Stored data
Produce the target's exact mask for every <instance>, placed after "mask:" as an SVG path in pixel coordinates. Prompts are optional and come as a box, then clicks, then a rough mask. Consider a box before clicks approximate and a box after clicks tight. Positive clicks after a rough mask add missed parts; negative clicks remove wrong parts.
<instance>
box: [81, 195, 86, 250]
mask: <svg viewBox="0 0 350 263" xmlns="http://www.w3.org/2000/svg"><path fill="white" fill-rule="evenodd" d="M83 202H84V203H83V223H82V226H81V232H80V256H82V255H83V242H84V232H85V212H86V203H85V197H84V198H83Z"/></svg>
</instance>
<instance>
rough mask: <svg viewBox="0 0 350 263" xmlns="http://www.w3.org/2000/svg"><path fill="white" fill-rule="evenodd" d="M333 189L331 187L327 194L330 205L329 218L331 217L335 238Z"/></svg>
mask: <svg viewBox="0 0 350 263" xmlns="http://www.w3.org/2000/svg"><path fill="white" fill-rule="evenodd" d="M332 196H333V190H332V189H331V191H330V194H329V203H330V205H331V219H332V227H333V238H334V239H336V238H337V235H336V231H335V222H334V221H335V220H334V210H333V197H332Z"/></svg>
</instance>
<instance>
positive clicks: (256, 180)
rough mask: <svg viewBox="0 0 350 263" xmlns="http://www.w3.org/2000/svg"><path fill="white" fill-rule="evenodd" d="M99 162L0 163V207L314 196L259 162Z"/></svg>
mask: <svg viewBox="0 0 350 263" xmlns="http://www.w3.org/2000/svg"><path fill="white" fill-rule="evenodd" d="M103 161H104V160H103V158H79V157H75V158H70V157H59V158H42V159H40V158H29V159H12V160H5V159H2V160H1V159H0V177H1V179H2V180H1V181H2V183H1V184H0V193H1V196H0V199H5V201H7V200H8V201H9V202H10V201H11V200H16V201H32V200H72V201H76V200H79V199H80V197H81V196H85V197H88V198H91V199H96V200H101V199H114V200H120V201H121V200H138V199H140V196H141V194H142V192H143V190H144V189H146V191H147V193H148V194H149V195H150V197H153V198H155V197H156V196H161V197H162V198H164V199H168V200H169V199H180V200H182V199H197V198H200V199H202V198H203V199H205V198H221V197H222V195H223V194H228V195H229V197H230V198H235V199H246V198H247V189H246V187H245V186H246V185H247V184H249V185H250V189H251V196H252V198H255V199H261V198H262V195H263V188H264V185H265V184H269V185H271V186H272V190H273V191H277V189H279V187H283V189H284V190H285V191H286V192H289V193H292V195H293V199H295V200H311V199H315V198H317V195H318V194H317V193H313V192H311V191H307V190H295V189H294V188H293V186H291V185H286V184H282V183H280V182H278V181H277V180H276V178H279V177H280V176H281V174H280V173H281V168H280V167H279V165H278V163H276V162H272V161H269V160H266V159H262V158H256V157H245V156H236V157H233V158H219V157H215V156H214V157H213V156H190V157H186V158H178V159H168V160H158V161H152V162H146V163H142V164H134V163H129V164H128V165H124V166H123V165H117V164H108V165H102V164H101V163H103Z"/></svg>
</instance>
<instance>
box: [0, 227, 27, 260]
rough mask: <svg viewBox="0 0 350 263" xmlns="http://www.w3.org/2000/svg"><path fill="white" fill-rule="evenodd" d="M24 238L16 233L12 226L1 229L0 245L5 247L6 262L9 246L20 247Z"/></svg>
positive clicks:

* **Action item**
Give back each entry above precisely as it was written.

* **Result of the task**
Produce the target's exact mask for every <instance>, placed after "mask:" as an SVG path in pixel coordinates. Prompts are optional and come as a box, then clicks, then a rough mask. Consider a box before clicks approximate and a box after clicks tight. Positive clicks after a rough mask add missed parts; negative clicks remove wrong parts.
<instance>
box: [81, 195, 86, 250]
mask: <svg viewBox="0 0 350 263" xmlns="http://www.w3.org/2000/svg"><path fill="white" fill-rule="evenodd" d="M83 202H84V203H83V223H82V226H81V232H80V256H82V255H83V242H84V232H85V212H86V203H85V197H84V198H83Z"/></svg>
</instance>
<instance>
rough mask: <svg viewBox="0 0 350 263" xmlns="http://www.w3.org/2000/svg"><path fill="white" fill-rule="evenodd" d="M333 189L331 187L327 194L330 205L329 218L331 217L335 238Z"/></svg>
mask: <svg viewBox="0 0 350 263" xmlns="http://www.w3.org/2000/svg"><path fill="white" fill-rule="evenodd" d="M332 196H333V190H332V189H331V191H330V194H329V203H330V205H331V219H332V227H333V238H334V239H336V238H337V235H336V231H335V222H334V221H335V220H334V210H333V197H332Z"/></svg>
</instance>
<instance>
positive clicks: (256, 180)
rough mask: <svg viewBox="0 0 350 263" xmlns="http://www.w3.org/2000/svg"><path fill="white" fill-rule="evenodd" d="M99 162L0 163V207L314 196L259 162Z"/></svg>
mask: <svg viewBox="0 0 350 263" xmlns="http://www.w3.org/2000/svg"><path fill="white" fill-rule="evenodd" d="M103 161H104V160H103V158H79V157H75V158H70V157H59V158H42V159H40V158H29V159H12V160H5V159H2V160H1V159H0V177H1V179H2V180H1V181H2V183H1V184H0V193H1V196H0V199H5V201H7V200H8V201H9V202H10V201H11V200H16V201H32V200H72V201H76V200H79V199H80V197H81V196H85V197H88V198H91V199H96V200H101V199H114V200H120V201H121V200H138V199H140V196H141V194H142V192H143V190H144V189H146V191H147V193H148V194H149V195H150V197H153V198H155V197H156V196H161V197H162V198H164V199H168V200H169V199H180V200H182V199H197V198H200V199H202V198H203V199H205V198H221V197H222V195H223V194H228V195H229V197H230V198H235V199H246V198H247V189H246V187H245V186H246V185H247V184H249V185H250V189H251V196H252V198H255V199H261V198H262V195H263V188H264V185H265V184H269V185H271V186H272V190H273V191H277V189H279V187H283V189H284V190H285V191H286V192H289V193H292V195H293V199H295V200H311V199H315V198H317V195H318V194H317V193H313V192H311V191H307V190H295V189H294V188H293V186H291V185H286V184H282V183H280V182H278V181H277V180H276V178H279V177H280V176H281V174H280V173H281V168H280V167H279V165H278V163H276V162H272V161H269V160H266V159H262V158H256V157H245V156H236V157H233V158H219V157H215V156H214V157H213V156H190V157H186V158H178V159H168V160H158V161H152V162H146V163H142V164H134V163H129V164H128V165H124V166H123V165H117V164H108V165H102V164H101V163H103Z"/></svg>
</instance>
<instance>
box: [0, 227, 27, 260]
rough mask: <svg viewBox="0 0 350 263" xmlns="http://www.w3.org/2000/svg"><path fill="white" fill-rule="evenodd" d="M24 238L16 233L12 226L1 229L0 245L5 247L6 262L9 246L20 247Z"/></svg>
positive clicks:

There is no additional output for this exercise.